§ **Extrahierter Text**
Ein weiterer Knackpunkt sind Sicherheitsaspekte. Das zuständige Bergamt verweist auf nötige Sicherheitsabstände für diverse Leitungen im Bereich des Plangebietes, wie Erdgashochdruckleitungen (EWE), Ölleitungen (NWO) oder die Chlorgasleitung der Ineos.
Was ich nicht weiß …
Das Gewerbeaufsichtsamt (GAA, Oldenburg) fordert in seiner Stellungnahme mehr Sorgfalt bei der Bewertung von Emissionen. „Bei den in Wilhelmshaven anstehenden Genehmigungsverfahren hat sich gezeigt, dass die bisherigen Betrachtungen der Auswirkungen auf Emissionen ausschließlich auf Wohngebiete … nicht mehr ausreichen.“ Das BauGB verlangt nämlich gesunde Wohn- und Arbeitsverhältnisse. Die Emissionen, die im Hafengroden selbst und in umliegenden Industriegebieten entstehen, müssen also auch im Hinblick auf die Gesundheit der dort Beschäftigten betrachtet werden. Die Stadt räumt ein, diese Hausaufgaben nur teilweise erledigt zu haben. Man wisse ja auch noch nicht, wie der Hafengroden konkret genutzt wird. Äh … das heißt ja wohl im Umkehrschluss, dass man trotzdem Emissionshöchstgrenzen festsetzen und die Nutzung im Interesse der Hafenarbeiter gegebenenfalls beschränken müsste, damit die Grenzwerte eingehalten werden! Da sollten die Gewerkschaften besser noch mal nachhaken.

[Datensätze]

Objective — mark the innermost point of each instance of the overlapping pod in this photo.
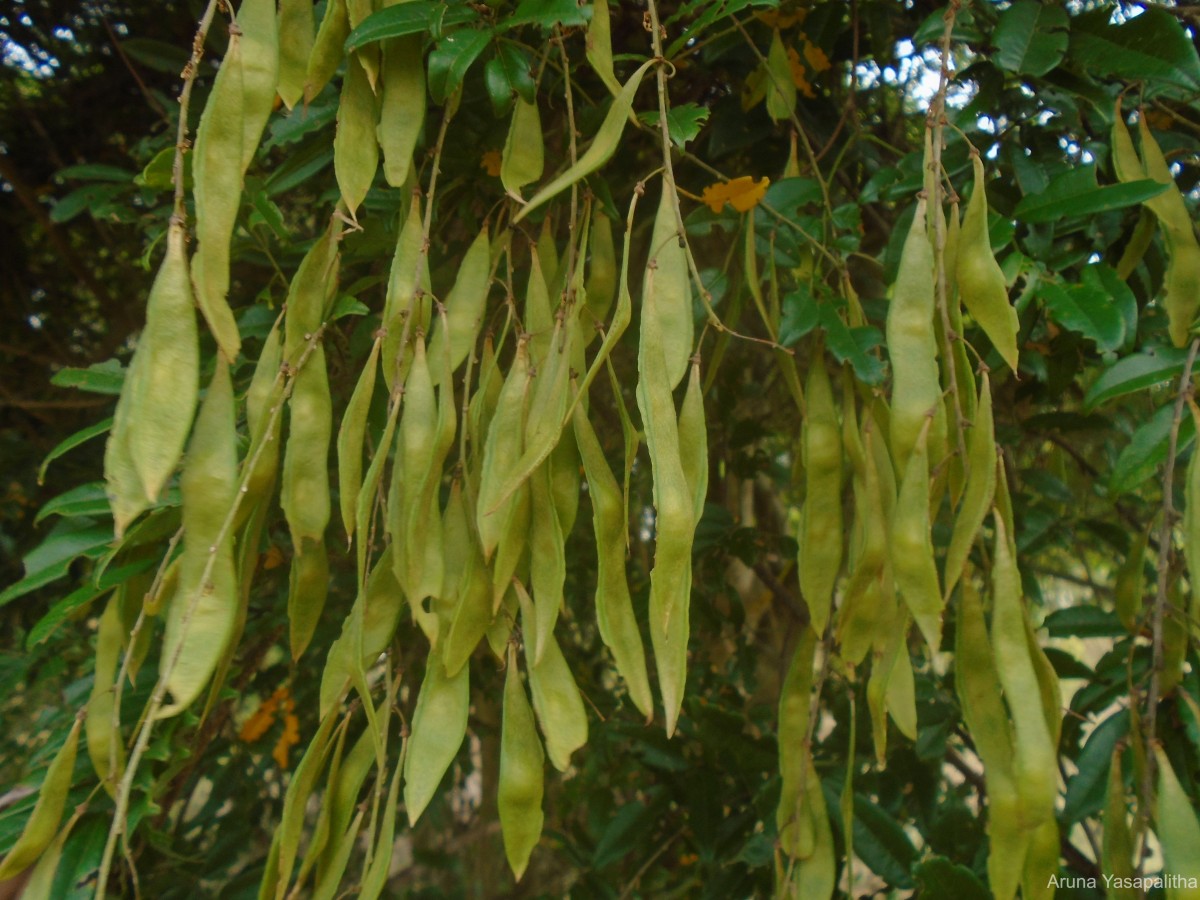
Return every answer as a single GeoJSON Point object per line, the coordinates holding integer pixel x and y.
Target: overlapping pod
{"type": "Point", "coordinates": [1035, 753]}
{"type": "Point", "coordinates": [615, 607]}
{"type": "Point", "coordinates": [154, 413]}
{"type": "Point", "coordinates": [522, 777]}
{"type": "Point", "coordinates": [439, 725]}
{"type": "Point", "coordinates": [355, 149]}
{"type": "Point", "coordinates": [821, 523]}
{"type": "Point", "coordinates": [43, 821]}
{"type": "Point", "coordinates": [981, 282]}
{"type": "Point", "coordinates": [523, 157]}
{"type": "Point", "coordinates": [912, 347]}
{"type": "Point", "coordinates": [201, 619]}
{"type": "Point", "coordinates": [216, 173]}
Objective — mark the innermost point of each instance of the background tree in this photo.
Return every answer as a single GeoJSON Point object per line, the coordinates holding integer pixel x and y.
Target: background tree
{"type": "Point", "coordinates": [822, 744]}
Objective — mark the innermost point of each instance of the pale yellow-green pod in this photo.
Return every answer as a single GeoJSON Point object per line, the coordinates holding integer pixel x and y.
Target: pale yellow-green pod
{"type": "Point", "coordinates": [981, 282]}
{"type": "Point", "coordinates": [402, 106]}
{"type": "Point", "coordinates": [202, 616]}
{"type": "Point", "coordinates": [523, 157]}
{"type": "Point", "coordinates": [43, 821]}
{"type": "Point", "coordinates": [216, 175]}
{"type": "Point", "coordinates": [557, 701]}
{"type": "Point", "coordinates": [355, 149]}
{"type": "Point", "coordinates": [105, 747]}
{"type": "Point", "coordinates": [522, 777]}
{"type": "Point", "coordinates": [666, 291]}
{"type": "Point", "coordinates": [439, 725]}
{"type": "Point", "coordinates": [297, 35]}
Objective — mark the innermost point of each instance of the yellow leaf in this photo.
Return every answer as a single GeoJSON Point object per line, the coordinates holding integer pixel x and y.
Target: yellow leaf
{"type": "Point", "coordinates": [743, 193]}
{"type": "Point", "coordinates": [815, 57]}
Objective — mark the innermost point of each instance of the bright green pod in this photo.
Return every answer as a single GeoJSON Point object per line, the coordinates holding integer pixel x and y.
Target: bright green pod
{"type": "Point", "coordinates": [297, 34]}
{"type": "Point", "coordinates": [261, 71]}
{"type": "Point", "coordinates": [43, 821]}
{"type": "Point", "coordinates": [328, 49]}
{"type": "Point", "coordinates": [522, 777]}
{"type": "Point", "coordinates": [821, 520]}
{"type": "Point", "coordinates": [154, 413]}
{"type": "Point", "coordinates": [615, 607]}
{"type": "Point", "coordinates": [216, 175]}
{"type": "Point", "coordinates": [439, 725]}
{"type": "Point", "coordinates": [202, 617]}
{"type": "Point", "coordinates": [523, 157]}
{"type": "Point", "coordinates": [981, 282]}
{"type": "Point", "coordinates": [355, 149]}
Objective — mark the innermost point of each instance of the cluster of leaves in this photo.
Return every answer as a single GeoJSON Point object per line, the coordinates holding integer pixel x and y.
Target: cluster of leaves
{"type": "Point", "coordinates": [1086, 429]}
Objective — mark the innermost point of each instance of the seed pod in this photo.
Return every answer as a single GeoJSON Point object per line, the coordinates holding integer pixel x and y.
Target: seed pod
{"type": "Point", "coordinates": [780, 87]}
{"type": "Point", "coordinates": [157, 401]}
{"type": "Point", "coordinates": [522, 161]}
{"type": "Point", "coordinates": [615, 609]}
{"type": "Point", "coordinates": [1035, 761]}
{"type": "Point", "coordinates": [102, 742]}
{"type": "Point", "coordinates": [466, 305]}
{"type": "Point", "coordinates": [666, 291]}
{"type": "Point", "coordinates": [43, 821]}
{"type": "Point", "coordinates": [439, 725]}
{"type": "Point", "coordinates": [216, 173]}
{"type": "Point", "coordinates": [979, 697]}
{"type": "Point", "coordinates": [912, 547]}
{"type": "Point", "coordinates": [981, 487]}
{"type": "Point", "coordinates": [821, 525]}
{"type": "Point", "coordinates": [402, 108]}
{"type": "Point", "coordinates": [349, 441]}
{"type": "Point", "coordinates": [521, 781]}
{"type": "Point", "coordinates": [355, 149]}
{"type": "Point", "coordinates": [328, 49]}
{"type": "Point", "coordinates": [557, 701]}
{"type": "Point", "coordinates": [911, 345]}
{"type": "Point", "coordinates": [261, 70]}
{"type": "Point", "coordinates": [793, 819]}
{"type": "Point", "coordinates": [295, 48]}
{"type": "Point", "coordinates": [599, 151]}
{"type": "Point", "coordinates": [979, 279]}
{"type": "Point", "coordinates": [202, 617]}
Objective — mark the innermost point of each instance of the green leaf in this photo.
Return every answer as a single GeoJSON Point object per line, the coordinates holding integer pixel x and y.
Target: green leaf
{"type": "Point", "coordinates": [799, 316]}
{"type": "Point", "coordinates": [105, 377]}
{"type": "Point", "coordinates": [71, 443]}
{"type": "Point", "coordinates": [1075, 193]}
{"type": "Point", "coordinates": [1146, 450]}
{"type": "Point", "coordinates": [882, 844]}
{"type": "Point", "coordinates": [852, 346]}
{"type": "Point", "coordinates": [1087, 787]}
{"type": "Point", "coordinates": [412, 18]}
{"type": "Point", "coordinates": [88, 198]}
{"type": "Point", "coordinates": [549, 13]}
{"type": "Point", "coordinates": [939, 879]}
{"type": "Point", "coordinates": [1151, 47]}
{"type": "Point", "coordinates": [87, 499]}
{"type": "Point", "coordinates": [508, 76]}
{"type": "Point", "coordinates": [51, 559]}
{"type": "Point", "coordinates": [451, 59]}
{"type": "Point", "coordinates": [96, 172]}
{"type": "Point", "coordinates": [1133, 373]}
{"type": "Point", "coordinates": [83, 595]}
{"type": "Point", "coordinates": [684, 121]}
{"type": "Point", "coordinates": [1084, 622]}
{"type": "Point", "coordinates": [1031, 37]}
{"type": "Point", "coordinates": [159, 55]}
{"type": "Point", "coordinates": [1083, 309]}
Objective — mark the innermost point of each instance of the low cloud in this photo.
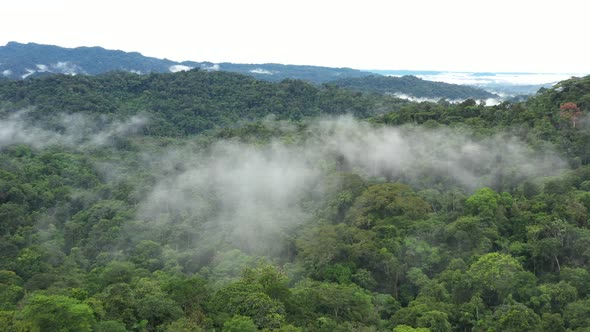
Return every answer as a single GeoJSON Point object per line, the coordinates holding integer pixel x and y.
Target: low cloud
{"type": "Point", "coordinates": [249, 196]}
{"type": "Point", "coordinates": [177, 68]}
{"type": "Point", "coordinates": [72, 130]}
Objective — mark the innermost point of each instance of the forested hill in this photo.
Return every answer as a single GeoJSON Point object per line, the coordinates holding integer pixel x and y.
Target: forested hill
{"type": "Point", "coordinates": [24, 60]}
{"type": "Point", "coordinates": [120, 213]}
{"type": "Point", "coordinates": [187, 102]}
{"type": "Point", "coordinates": [413, 86]}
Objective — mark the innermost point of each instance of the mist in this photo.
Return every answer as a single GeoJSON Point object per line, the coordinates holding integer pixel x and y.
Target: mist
{"type": "Point", "coordinates": [69, 130]}
{"type": "Point", "coordinates": [251, 196]}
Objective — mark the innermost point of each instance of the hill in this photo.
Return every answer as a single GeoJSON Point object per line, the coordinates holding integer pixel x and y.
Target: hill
{"type": "Point", "coordinates": [23, 60]}
{"type": "Point", "coordinates": [414, 87]}
{"type": "Point", "coordinates": [174, 202]}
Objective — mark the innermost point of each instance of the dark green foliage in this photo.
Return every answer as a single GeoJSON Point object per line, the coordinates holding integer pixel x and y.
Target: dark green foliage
{"type": "Point", "coordinates": [80, 249]}
{"type": "Point", "coordinates": [413, 86]}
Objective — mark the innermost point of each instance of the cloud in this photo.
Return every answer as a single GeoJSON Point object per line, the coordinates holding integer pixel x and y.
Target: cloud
{"type": "Point", "coordinates": [42, 68]}
{"type": "Point", "coordinates": [66, 67]}
{"type": "Point", "coordinates": [214, 67]}
{"type": "Point", "coordinates": [29, 73]}
{"type": "Point", "coordinates": [177, 68]}
{"type": "Point", "coordinates": [488, 102]}
{"type": "Point", "coordinates": [485, 79]}
{"type": "Point", "coordinates": [261, 71]}
{"type": "Point", "coordinates": [248, 196]}
{"type": "Point", "coordinates": [72, 130]}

§ **Aufgabenbeschreibung**
Entnimm dem Text über den Hafengroden wortgetreu alles von „Ein weiterer Knackpunkt“ bis hinunter zu „Chlorgasleitung der Ineos.“.

§ **Lösung**
Ein weiterer Knackpunkt sind Sicherheitsaspekte. Das zuständige Bergamt verweist auf nötige Sicherheitsabstände für diverse Leitungen im Bereich des Plangebietes, wie Erdgashochdruckleitungen (EWE), Ölleitungen (NWO) oder die Chlorgasleitung der Ineos.